··· Page text ···

# FreeBSD and recent laptops



## Andy_Kosela (Jun 11, 2009)

Hi all,

Anyone can share their experience with running FreeBSD on modern
business laptops, especially from HP or IBM.  HP EliteBook, ProBook or
Compaq models would be perfect.  I need Fn brightness keys to work
correctly out of the box.  On my current 6715b with radeon(4) driver
it's working.  On a more recent 6730b with intel(4) this is not working
unfortunately.

I need to buy some new laptop and looking for a model with greatest
FreeBSD compatibility.


----------



## DutchDaemon (Jun 11, 2009)

FreeBSD runs flawlessly on my HP Compaq 8510w. I don't use the Fn keys (they don't work, but I haven't tried any settings for them), but this model has a built-in light sensor which dims/brightens the screen automatically (enabled in BIOS).


----------



## vermaden (Jun 11, 2009)

I have run FreeBSD 7.1-STABLE on Dell Latitude D630, everything worked great.

Check here for more:
http://daemonforums.org/showthread.php?t=1881


----------



## Andy_Kosela (Jun 11, 2009)

vermaden said:
			
		

> I have run FreeBSD 7.1-STABLE on Dell Latitude D630, everything worked great.
> 
> Check here for more:
> http://daemonforums.org/showthread.php?t=1881



Does Fn brightness keys work for you both in the console and X?


----------



## vermaden (Jun 11, 2009)

@Andy_Kosela

Yes.


----------

··· Given entries ···

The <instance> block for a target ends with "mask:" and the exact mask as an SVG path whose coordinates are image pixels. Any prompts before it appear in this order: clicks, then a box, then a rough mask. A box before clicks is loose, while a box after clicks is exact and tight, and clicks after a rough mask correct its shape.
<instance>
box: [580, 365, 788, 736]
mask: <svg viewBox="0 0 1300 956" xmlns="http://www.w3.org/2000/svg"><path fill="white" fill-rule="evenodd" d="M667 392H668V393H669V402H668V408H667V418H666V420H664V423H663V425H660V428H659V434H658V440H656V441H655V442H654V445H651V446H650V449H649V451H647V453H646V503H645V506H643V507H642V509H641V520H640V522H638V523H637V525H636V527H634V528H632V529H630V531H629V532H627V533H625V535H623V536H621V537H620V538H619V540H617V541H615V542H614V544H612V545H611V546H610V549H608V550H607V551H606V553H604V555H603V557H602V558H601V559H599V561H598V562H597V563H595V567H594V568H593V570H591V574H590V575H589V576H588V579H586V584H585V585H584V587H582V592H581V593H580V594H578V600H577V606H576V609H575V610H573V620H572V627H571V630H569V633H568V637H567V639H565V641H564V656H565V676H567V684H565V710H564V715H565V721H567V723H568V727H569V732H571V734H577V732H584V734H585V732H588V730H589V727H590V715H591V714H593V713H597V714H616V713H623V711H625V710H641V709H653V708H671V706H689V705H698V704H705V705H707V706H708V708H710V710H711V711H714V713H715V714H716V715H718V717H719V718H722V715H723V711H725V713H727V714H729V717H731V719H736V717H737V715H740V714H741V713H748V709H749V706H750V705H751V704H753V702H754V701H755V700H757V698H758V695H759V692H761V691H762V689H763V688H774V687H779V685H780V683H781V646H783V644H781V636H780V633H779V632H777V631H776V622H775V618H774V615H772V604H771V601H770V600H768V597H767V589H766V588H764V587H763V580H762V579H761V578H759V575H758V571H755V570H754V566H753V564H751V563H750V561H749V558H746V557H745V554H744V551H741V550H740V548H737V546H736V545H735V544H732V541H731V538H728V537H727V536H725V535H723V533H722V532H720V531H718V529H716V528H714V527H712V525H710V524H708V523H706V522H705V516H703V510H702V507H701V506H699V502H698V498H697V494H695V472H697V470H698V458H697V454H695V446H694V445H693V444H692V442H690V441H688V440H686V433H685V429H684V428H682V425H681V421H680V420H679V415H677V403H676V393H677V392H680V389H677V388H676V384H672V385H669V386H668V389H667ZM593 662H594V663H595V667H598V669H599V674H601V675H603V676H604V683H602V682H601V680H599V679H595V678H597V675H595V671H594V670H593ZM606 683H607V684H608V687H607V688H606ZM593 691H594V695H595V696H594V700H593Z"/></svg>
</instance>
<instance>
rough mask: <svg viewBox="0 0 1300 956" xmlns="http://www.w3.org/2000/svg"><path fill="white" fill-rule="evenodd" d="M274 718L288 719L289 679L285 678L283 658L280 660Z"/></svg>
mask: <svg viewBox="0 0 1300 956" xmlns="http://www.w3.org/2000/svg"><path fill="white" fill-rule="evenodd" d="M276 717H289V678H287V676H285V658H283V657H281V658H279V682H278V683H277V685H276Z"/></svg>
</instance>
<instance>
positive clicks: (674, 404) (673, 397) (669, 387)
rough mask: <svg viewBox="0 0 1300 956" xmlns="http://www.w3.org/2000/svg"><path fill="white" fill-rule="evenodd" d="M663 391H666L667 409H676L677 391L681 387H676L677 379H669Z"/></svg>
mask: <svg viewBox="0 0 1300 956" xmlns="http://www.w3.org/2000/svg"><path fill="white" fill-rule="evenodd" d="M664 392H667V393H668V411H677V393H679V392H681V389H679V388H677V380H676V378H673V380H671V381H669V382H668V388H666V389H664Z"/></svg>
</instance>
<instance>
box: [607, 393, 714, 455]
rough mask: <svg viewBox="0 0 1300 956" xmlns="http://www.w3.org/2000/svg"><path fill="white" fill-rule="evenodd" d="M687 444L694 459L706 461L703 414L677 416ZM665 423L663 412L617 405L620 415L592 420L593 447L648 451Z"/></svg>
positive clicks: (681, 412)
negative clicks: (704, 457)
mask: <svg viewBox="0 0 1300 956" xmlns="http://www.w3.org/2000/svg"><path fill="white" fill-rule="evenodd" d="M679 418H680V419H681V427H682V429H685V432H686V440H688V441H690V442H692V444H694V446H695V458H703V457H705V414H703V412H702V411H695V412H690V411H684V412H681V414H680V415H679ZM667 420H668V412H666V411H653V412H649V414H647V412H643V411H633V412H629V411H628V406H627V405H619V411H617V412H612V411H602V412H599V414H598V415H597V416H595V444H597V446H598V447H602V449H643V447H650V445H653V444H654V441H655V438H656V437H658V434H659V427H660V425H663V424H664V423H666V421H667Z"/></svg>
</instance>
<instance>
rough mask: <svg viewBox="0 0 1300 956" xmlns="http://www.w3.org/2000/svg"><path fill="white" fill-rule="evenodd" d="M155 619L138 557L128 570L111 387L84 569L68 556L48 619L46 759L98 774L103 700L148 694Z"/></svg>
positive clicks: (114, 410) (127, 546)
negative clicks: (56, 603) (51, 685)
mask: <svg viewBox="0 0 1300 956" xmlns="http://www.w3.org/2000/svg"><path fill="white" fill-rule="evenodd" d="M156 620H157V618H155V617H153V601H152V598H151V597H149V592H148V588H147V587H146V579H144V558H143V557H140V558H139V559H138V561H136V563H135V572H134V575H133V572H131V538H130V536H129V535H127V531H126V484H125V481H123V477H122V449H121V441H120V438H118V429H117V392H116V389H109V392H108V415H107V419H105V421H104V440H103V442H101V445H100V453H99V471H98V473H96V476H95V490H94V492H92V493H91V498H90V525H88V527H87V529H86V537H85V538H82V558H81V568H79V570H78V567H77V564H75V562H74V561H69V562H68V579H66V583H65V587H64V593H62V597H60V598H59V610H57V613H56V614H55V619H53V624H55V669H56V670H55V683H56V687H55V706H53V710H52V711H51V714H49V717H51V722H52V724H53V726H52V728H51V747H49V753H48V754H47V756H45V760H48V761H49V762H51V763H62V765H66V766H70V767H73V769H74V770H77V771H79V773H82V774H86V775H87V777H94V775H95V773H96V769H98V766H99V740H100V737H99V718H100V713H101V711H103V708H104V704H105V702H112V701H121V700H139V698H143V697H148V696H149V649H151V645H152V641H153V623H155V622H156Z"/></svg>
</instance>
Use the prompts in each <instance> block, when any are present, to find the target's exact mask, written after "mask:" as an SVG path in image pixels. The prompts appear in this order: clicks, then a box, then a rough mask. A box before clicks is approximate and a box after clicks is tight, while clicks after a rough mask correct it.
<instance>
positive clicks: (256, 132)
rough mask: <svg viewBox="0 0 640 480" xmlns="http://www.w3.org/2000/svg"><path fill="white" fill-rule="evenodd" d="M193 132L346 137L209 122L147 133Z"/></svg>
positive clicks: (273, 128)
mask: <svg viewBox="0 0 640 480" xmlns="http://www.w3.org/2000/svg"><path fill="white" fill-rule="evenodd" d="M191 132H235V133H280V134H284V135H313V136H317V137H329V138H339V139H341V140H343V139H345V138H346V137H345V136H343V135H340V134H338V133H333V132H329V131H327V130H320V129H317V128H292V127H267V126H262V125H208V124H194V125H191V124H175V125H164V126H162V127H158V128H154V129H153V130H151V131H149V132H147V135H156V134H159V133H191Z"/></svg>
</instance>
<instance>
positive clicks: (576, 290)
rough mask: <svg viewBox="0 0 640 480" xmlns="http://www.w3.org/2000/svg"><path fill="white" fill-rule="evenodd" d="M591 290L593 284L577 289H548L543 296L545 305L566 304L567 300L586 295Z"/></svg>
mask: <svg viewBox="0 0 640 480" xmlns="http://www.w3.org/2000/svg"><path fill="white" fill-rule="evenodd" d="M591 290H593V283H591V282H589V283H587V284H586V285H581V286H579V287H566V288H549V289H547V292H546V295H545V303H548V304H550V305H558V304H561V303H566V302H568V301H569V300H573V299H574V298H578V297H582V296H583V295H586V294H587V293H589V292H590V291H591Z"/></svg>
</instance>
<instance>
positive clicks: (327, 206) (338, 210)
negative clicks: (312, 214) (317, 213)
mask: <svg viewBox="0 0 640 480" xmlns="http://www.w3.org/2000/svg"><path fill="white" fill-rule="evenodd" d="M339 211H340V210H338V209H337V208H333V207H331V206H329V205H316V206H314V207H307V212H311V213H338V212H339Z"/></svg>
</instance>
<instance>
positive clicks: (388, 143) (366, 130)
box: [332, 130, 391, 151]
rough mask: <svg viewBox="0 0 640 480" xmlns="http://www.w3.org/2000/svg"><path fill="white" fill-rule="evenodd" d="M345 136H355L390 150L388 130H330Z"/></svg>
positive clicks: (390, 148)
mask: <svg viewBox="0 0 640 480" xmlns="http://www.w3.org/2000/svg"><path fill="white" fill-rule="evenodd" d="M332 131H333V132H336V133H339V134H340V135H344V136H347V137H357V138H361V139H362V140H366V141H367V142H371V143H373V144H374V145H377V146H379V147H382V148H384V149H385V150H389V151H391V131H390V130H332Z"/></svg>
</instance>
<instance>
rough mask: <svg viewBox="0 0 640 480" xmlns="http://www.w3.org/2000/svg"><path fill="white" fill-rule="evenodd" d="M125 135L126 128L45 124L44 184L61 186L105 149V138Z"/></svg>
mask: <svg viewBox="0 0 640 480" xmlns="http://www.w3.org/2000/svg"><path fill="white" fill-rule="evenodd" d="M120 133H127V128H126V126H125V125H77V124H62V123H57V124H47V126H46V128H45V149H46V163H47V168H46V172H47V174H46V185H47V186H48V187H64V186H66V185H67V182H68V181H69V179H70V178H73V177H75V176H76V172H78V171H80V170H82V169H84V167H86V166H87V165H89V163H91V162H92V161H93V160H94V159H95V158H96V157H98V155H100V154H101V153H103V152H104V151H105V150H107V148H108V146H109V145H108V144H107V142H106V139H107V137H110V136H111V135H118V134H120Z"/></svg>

···

■ Brief 1
Answer these questions using the FreeBSD laptop thread:
(a) Which driver runs on the 6715b, where the Fn brightness keys work?
(b) On which laptop does DutchDaemon run FreeBSD?
(c) Which FreeBSD version did vermaden run on the Dell Latitude D630?
■ Brief 2
List every laptop that the FreeBSD laptop thread identifies by a model number.

■ Exercise result 1
(a) radeon(4)
(b) HP Compaq 8510w
(c) 7.1-STABLE

■ Exercise result 2
6715b
6730b
HP Compaq 8510w
Dell Latitude D630